Rewrite the records as a numbered list, one line per item, and drop any blank lines.

--- start of EXERCISE INPUTS ---

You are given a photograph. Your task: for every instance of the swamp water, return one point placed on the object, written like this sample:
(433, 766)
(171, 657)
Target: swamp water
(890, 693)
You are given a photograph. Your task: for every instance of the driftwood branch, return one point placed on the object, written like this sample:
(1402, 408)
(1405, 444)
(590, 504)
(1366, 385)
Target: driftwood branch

--- end of EXERCISE INPUTS ---

RESULT BELOW:
1. You are given a photograph. Your task: for every instance of the swamp water, return one point placed on the object, written like this sample:
2. (433, 766)
3. (171, 657)
4. Target: swamp water
5. (890, 693)
6. You are given a photograph. Your task: for every instance of the driftwood branch, return one point placed on the object, written like this sample:
7. (1402, 408)
8. (1405, 444)
9. (590, 504)
10. (1366, 385)
11. Target: driftwood branch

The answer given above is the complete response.